Ralph Reed, the former political director of the Christian Coalition, used to talk about "flying below the radar." Reed's idea was to have his political operatives work at a level that would be inapparent to the media and to all of their opponents except those at the local level. Sometimes, even at the local level, running for positions like member of a school or planning or library board, Christian Coalitionites would try to disguise their positions before the election so that the voters would not know what their true intent was.

Of course, this strategy is quite a commentary on what the Coalition's policies were (and are) and how popular the outfit thought (thinks) they would be with the voters. They just didn't want to risk telling the voters what they truly stand for. (Pat Buchanan did, and look what happened to him!) And in many cases, it happens that that estimation was correct. If a Christian Coalitionite happened to win (and many did at one time or another across the land, "flying below the radar"), their intent would of course, come out after the election. The happy result in many cases was that Reed's original estimate of just how popular their positions would be if broadcast was correct. Many turned out to be one-termers.

Well, are we now seeing something of a parallel with the old Reedian policy with George Bush? Presidential candidates can hardly fly beneath the radar, at least as far as the media are concerned. Presidential candidates can hardly be inapparent. But if the media don't do their job - and the evidence is quickly accumulating that they certainly did not in Bush's case - such candidates can do a very good job of making sure that a whole set of policies they plan to implement won't become apparent.

During the campaign, it is quite obvious that George Bush developed Stage II of "flying beneath the radar" when it came to policy. With the cooperation of a lazy (at best) media, he developed the political equivalent of the Stealth Bomber (one that can fly through radar without being detected by it), what could be called the "Stealth Candidacy."

What Bush is really about is obvious in his cabinet choices, and in his first acts, from discharging the usually non-political director of the Food and Drug Administration to the immediate re-institution of one of his father's bones for the Religious Right, the infamous "global gag rule" denying international family planning funds to groups which support abortion rights overseas. (The discharge of the FDA director also seems to be abortion-policy-related; she presided over the approval of the abortifacient RU-486 after only 10 years of study for safety and efficacy). Of course, Bush never talked about these things on the campaign trail. And it was obvious that he instituted a temporary gag rule on his core, base Right-Wing supporters, from Delay to the Religious Right.

- Work required
Answer these questions from the passage on "flying below the radar":
1. What was Ralph Reed's former position?
2. What name does the writer give to the political equivalent of the Stealth Bomber?
3. What does the "global gag rule" deny, and to whom?

- Given data
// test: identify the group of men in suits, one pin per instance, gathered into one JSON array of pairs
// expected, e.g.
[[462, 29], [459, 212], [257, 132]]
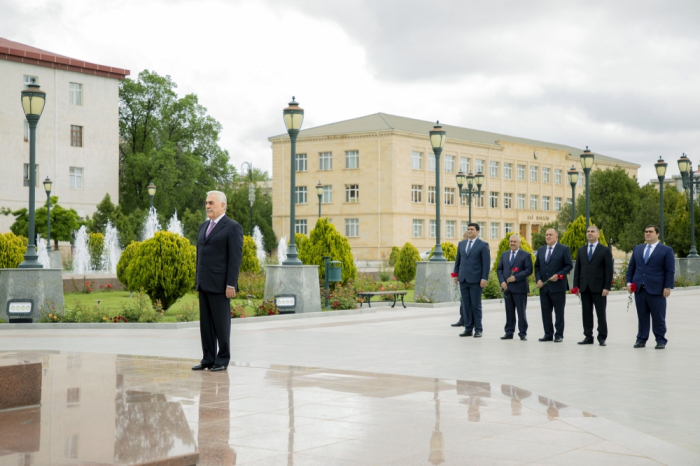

- Task answer
1. Political director of the Christian Coalition.
2. The "Stealth Candidacy."
3. It denies international family planning funds to groups that support abortion rights overseas.